* **What you need to do**: Starting at the line containing "find the girl's eyebrow" and continuing to the end of the lines, rewrite each one with "girl's" swapped for "child's" and nothing else altered.

— start of Given entries —

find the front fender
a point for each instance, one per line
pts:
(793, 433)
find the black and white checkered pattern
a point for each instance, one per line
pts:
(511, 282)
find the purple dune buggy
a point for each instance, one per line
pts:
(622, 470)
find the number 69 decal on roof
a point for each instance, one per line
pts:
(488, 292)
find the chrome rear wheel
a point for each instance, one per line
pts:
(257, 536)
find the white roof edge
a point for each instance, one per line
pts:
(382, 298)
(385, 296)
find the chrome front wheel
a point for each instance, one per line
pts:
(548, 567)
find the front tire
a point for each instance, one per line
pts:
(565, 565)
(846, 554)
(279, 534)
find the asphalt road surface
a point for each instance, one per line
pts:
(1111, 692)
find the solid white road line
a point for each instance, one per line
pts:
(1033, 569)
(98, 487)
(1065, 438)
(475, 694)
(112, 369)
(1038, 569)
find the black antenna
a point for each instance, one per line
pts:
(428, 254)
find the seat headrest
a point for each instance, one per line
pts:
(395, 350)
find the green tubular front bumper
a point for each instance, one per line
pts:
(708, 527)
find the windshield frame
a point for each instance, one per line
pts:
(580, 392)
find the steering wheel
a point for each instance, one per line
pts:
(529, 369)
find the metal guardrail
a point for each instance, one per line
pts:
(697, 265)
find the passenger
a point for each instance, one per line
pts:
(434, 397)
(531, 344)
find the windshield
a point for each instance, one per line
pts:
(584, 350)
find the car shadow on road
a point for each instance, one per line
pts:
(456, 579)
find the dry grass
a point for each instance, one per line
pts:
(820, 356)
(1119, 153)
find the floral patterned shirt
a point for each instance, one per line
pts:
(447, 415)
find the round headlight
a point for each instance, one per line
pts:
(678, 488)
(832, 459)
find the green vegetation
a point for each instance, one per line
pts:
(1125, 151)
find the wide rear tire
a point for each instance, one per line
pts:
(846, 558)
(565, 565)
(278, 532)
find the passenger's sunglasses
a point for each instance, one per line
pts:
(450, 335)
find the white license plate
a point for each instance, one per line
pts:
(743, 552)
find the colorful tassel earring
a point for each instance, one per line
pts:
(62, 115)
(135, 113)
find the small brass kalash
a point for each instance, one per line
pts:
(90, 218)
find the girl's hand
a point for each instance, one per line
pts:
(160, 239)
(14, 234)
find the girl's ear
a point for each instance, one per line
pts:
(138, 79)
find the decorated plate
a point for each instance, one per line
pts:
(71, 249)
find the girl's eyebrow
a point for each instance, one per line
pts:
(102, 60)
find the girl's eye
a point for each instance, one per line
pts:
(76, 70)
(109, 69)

— end of Given entries —

* **Final answer**:
find the child's eyebrow
a point for each instance, one per line
pts:
(102, 60)
find the child's eye
a point for each instance, one per line
pts:
(76, 70)
(109, 69)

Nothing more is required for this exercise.